• **Work instructions**
In your answer, repeat each line of the data exactly.

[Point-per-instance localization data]
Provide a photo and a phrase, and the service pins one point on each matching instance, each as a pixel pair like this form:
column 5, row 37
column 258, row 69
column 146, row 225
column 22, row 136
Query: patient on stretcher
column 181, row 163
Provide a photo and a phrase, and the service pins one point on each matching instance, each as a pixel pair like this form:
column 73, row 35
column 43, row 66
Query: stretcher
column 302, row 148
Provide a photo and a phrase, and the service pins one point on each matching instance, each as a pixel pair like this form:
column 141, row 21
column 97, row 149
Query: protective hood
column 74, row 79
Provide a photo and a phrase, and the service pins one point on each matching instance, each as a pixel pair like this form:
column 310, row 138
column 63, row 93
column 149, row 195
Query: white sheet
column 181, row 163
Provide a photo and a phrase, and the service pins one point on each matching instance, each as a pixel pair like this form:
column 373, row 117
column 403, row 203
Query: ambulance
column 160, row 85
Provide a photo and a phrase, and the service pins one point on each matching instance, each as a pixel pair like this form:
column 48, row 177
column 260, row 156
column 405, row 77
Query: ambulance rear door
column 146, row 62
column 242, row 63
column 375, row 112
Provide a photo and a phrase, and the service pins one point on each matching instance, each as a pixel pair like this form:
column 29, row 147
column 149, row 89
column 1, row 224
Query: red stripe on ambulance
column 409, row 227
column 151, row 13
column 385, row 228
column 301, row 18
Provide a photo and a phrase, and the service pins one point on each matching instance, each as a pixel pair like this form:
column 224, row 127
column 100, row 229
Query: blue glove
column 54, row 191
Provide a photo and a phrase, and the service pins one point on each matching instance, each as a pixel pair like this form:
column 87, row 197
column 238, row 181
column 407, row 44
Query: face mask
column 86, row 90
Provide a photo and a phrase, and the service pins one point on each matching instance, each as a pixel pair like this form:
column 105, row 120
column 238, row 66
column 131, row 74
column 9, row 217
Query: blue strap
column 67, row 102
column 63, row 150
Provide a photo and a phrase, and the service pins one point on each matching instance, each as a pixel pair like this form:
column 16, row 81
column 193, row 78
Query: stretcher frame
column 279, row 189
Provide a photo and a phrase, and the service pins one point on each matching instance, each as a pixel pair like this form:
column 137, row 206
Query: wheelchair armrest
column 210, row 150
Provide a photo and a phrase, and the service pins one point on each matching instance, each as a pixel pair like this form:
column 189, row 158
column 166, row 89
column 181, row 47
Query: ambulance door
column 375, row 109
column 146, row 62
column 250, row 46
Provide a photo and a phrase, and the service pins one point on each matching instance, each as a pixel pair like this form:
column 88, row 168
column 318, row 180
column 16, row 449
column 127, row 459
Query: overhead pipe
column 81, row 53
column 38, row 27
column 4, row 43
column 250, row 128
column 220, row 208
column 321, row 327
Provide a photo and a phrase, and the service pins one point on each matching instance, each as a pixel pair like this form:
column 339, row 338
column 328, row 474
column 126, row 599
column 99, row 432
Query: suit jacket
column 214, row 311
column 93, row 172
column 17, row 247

• **Solution to the exercise**
Provide a photo and a phrase, and the service pins one point on each matching instance, each as a pixel pair like this form:
column 5, row 37
column 258, row 69
column 146, row 225
column 22, row 136
Query: patient on stretcher
column 181, row 163
Provide a photo and a phrase, and the service pins one point on each matching instance, each as a pixel pair like this form:
column 73, row 35
column 43, row 66
Query: stretcher
column 302, row 148
Provide a photo and a phrase, and the service pins one point on each matching instance, each as a pixel pair like this form:
column 141, row 21
column 97, row 149
Query: protective hood
column 74, row 79
Provide a photo and a phrase, and the service pins one point on each matching instance, each as a pixel pair like this form:
column 310, row 138
column 63, row 93
column 149, row 195
Query: white sheet
column 181, row 163
Provide a photo and a phrase, and the service pins one point on each matching instance, each as a pixel pair like this form:
column 373, row 117
column 403, row 203
Query: ambulance
column 160, row 85
Provide a photo and a phrase, and the service pins one point on each matching instance, each as a pixel pair like this form:
column 48, row 177
column 260, row 156
column 405, row 77
Query: ambulance rear door
column 146, row 62
column 242, row 63
column 375, row 112
Provide a photo and a phrase, and the service pins one point on each matching instance, each as a pixel pair like this form:
column 29, row 147
column 149, row 89
column 1, row 224
Query: red stripe on ambulance
column 409, row 227
column 151, row 13
column 385, row 228
column 301, row 18
Provide a photo and a phrase, and the service pins one point on each matching instance, each as a pixel pair like this form:
column 224, row 127
column 100, row 229
Query: blue glove
column 54, row 191
Provide a photo and a phrase, and the service pins one point on each matching instance, each as a pixel pair like this form:
column 87, row 197
column 238, row 181
column 407, row 44
Query: face mask
column 86, row 90
Provide a photo and a phrase, and the service pins one point on each matching instance, each as a pixel pair like this form:
column 105, row 120
column 238, row 66
column 131, row 74
column 9, row 217
Query: blue strap
column 67, row 102
column 63, row 150
Provide a photo and a phrase, and the service pins one point on each matching instance, each as a pixel pair like this form:
column 16, row 81
column 193, row 78
Query: stretcher frame
column 279, row 189
Provide a photo and a phrase, and the service pins one point on each matching instance, each as a pixel pair like this form:
column 137, row 206
Query: wheelchair armrest
column 210, row 150
Provide a photo and a phrase, and the service pins one point on each matching instance, each as a pixel pair like this form:
column 189, row 158
column 166, row 89
column 181, row 47
Query: ambulance door
column 375, row 109
column 146, row 62
column 250, row 46
Provide a photo and a phrase, and the service pins one point on each matching instance, each as a pixel pair like this form:
column 88, row 168
column 318, row 180
column 16, row 449
column 127, row 459
Query: overhead pipe
column 81, row 53
column 38, row 27
column 4, row 43
column 250, row 128
column 220, row 208
column 321, row 327
Provide a photo and a phrase, and the service pins one point on each matching instance, each as a pixel pair like this form:
column 339, row 338
column 328, row 474
column 126, row 599
column 99, row 432
Query: suit jacket
column 214, row 311
column 93, row 172
column 17, row 247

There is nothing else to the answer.